### Trecho fornecido
◇ ◇ ◇ ◇

Você encontrou muita resistência / ceticismo dos trabalhadores quando isso aconteceu?
CM: Ah sim! Algo que sempre notamos é que as Pessoas, invariavelmente, se queixam quando você tenta mudar o status quo. Afirmações tais como "Eu tenho feito isso dessa maneira toda a minha vida! Por que você quer mudar isso agora? ", ou ainda, "Funciona para a Toyota porque eles são japoneses, mas nós somos brasileiros (ou mexicanos, ou italianos, ou venezuelanos, ou americanos, ou poloneses …)!" são ouvidas cada vez que começamos um projeto. E por que isso acontece? Em seu livro "Change or Die", Alan Deutschmann afirma que quando nos encontramos em uma situação aparentemente intolerável, nossas mentes ativam muitos mecanismos para nos ajudar a lidar com isso. Esses mecanismos foram estudados por Sigmund Freud, que os chamou de "mecanismos defesas do ego".
Definitivamente, na Brasil Canasul não foi diferente. Quando começamos a medir a produção em uma base horária, os trabalhadores se sentiram oprimidos e começaram a reclamar: "Por que você está nos medindo? Você acha que não trabalhamos bem?", ou o meu favorito, "Você acha que isto é uma linha de montagem?". Esses tipos de queixas são nada mais que defesas do ego, tais como negação e racionalização (criar desculpas criativas para encobrir os motivos reais de por que não queremos fazer algo). Eles estavam resistindo à mudança!
Porém, como afirmou John Shook, "(…) a maneira de mudar a cultura não é mudar primeiro o que as pessoas pensam, mas sim começar por mudar o modo como as pessoas se comportam - o que fazem." Logo, o desafio era convencer os trabalhadores a fazer o processo da maneira que propusemos: pedimos então "o benefício da dúvida" a uma pequena equipe do primeiro turno: "Por favor, façam como dissemos, por pelo menos um mês! Temos certeza de que os resultados vão ser ótimos!" Depois de dois ou três meses trabalhando com máquinas limpas (5S), podendo perceber se estavam adiantados ou atrasados em relação ao plano (Jidoka) e com metas de produção claras e compreendidas (Gestão Visual), a produtividade aumentou sensivelmente. Como resultado, os trabalhadores dos outros turnos pediram para participar de treinamentos de Lean.

◇ ◇ ◇ ◇

### Dados do exercício
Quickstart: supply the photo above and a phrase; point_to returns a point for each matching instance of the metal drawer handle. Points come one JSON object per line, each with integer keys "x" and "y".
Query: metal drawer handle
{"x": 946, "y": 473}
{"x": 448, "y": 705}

◇ ◇ ◇ ◇

Transcreva do trecho sobre a resistência à mudança na Brasil Canasul a parte que começa em "Porém, como afirmou" e termina em "treinamentos de Lean.".

Porém, como afirmou John Shook, "(…) a maneira de mudar a cultura não é mudar primeiro o que as pessoas pensam, mas sim começar por mudar o modo como as pessoas se comportam - o que fazem." Logo, o desafio era convencer os trabalhadores a fazer o processo da maneira que propusemos: pedimos então "o benefício da dúvida" a uma pequena equipe do primeiro turno: "Por favor, façam como dissemos, por pelo menos um mês! Temos certeza de que os resultados vão ser ótimos!" Depois de dois ou três meses trabalhando com máquinas limpas (5S), podendo perceber se estavam adiantados ou atrasados em relação ao plano (Jidoka) e com metas de produção claras e compreendidas (Gestão Visual), a produtividade aumentou sensivelmente. Como resultado, os trabalhadores dos outros turnos pediram para participar de treinamentos de Lean.